The request: Pull out each line of the material below that contains the string "flower". Matching is case-sensitive.

**********

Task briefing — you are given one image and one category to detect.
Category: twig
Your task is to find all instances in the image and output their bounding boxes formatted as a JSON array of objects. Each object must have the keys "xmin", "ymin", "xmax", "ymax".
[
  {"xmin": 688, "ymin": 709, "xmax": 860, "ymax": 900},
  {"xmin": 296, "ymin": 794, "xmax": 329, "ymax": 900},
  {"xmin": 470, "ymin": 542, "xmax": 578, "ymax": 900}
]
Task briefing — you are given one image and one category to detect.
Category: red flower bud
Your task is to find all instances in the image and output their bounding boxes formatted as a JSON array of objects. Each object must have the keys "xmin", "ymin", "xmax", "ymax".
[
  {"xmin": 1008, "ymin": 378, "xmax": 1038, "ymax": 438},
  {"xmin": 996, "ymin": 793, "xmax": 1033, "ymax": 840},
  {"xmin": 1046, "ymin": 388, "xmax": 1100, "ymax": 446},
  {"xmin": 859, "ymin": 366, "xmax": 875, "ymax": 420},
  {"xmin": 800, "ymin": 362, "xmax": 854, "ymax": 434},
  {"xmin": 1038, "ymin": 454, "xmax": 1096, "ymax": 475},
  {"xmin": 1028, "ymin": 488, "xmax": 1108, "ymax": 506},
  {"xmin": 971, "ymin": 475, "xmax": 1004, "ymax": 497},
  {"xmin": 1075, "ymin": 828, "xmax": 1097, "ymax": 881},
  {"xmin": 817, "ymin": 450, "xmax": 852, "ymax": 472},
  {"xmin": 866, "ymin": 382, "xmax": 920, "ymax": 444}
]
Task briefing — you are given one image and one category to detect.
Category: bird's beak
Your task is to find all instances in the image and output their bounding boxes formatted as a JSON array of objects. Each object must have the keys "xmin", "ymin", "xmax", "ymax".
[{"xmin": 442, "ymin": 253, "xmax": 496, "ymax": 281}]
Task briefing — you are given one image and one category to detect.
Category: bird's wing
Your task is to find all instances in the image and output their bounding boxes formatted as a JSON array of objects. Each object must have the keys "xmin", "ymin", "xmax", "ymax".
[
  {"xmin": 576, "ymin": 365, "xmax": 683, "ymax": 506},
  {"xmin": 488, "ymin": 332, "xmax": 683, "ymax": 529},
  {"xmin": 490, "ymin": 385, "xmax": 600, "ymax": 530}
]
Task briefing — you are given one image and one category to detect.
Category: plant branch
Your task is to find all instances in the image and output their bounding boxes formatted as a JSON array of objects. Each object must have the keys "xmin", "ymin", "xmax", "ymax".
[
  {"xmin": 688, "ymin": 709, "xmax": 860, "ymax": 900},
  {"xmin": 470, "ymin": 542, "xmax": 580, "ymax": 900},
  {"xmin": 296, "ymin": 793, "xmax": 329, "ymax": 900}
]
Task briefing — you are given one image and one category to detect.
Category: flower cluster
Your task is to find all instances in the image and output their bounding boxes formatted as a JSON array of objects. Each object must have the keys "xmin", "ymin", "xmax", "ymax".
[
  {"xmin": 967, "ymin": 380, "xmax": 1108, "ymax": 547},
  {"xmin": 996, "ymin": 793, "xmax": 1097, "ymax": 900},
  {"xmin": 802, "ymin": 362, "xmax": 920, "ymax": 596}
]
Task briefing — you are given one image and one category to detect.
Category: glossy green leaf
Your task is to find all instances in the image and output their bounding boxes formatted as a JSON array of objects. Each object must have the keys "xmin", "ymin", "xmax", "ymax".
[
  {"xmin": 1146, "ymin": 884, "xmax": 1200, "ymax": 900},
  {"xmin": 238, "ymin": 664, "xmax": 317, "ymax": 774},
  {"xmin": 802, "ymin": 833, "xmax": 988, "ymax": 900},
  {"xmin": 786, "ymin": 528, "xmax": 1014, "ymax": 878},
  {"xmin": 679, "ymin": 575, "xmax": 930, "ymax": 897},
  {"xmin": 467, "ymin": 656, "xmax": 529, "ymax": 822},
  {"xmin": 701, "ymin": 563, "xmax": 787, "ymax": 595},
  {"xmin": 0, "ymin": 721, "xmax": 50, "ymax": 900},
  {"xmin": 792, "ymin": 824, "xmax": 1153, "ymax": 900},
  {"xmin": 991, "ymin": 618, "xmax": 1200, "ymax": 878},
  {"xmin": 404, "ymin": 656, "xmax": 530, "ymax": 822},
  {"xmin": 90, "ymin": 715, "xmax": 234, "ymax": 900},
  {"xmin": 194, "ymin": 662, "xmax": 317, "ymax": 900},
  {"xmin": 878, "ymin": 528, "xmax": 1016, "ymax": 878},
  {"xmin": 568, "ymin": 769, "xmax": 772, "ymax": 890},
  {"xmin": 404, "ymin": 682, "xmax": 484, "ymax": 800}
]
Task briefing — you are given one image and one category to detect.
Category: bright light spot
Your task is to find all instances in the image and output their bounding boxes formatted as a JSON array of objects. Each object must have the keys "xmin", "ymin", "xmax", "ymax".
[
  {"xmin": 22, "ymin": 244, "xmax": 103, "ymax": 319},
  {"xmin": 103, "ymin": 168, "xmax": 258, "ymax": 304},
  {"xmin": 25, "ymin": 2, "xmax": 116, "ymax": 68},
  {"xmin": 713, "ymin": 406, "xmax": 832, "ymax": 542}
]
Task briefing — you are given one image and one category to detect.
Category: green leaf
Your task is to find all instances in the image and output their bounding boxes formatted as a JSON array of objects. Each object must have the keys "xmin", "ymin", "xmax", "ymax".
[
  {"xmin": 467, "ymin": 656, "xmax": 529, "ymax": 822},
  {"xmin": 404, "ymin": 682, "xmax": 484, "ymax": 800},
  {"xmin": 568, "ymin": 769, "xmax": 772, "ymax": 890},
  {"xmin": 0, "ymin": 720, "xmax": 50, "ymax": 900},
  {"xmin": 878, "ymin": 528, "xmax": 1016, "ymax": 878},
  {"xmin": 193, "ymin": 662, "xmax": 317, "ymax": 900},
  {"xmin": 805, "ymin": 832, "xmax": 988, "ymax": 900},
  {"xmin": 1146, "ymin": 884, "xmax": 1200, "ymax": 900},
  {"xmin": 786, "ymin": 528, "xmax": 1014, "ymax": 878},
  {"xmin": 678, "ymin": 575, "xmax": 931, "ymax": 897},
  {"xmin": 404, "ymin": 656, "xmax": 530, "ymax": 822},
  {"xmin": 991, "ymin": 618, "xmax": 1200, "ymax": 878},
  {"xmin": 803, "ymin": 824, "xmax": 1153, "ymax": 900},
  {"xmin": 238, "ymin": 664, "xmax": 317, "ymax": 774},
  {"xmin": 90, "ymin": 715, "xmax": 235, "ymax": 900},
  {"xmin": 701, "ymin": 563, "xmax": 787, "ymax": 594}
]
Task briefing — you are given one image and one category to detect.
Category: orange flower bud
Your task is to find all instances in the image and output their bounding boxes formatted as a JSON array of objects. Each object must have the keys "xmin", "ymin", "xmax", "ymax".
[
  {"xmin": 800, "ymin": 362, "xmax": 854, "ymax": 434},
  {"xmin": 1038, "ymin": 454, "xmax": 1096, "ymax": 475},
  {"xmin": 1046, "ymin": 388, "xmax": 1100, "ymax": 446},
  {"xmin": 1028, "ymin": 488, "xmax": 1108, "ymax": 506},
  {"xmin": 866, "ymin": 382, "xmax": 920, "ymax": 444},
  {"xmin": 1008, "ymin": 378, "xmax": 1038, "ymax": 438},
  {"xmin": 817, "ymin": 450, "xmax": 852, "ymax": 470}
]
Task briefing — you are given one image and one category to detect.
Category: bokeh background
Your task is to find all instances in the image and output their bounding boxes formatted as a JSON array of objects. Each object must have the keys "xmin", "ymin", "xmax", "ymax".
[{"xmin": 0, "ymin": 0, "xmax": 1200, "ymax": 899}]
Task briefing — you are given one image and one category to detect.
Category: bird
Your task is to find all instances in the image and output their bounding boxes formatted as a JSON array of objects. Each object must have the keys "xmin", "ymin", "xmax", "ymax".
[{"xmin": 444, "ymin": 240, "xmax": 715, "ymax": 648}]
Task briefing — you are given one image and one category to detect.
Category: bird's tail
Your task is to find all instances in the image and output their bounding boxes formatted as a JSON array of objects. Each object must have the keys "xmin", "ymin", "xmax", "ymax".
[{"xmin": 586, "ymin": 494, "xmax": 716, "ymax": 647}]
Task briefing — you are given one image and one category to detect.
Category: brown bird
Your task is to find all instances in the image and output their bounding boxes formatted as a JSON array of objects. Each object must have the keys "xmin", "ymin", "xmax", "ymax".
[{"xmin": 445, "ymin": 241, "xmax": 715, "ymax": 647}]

**********

Finished task:
Category: red flower bud
Category: flower cluster
Category: orange flower bud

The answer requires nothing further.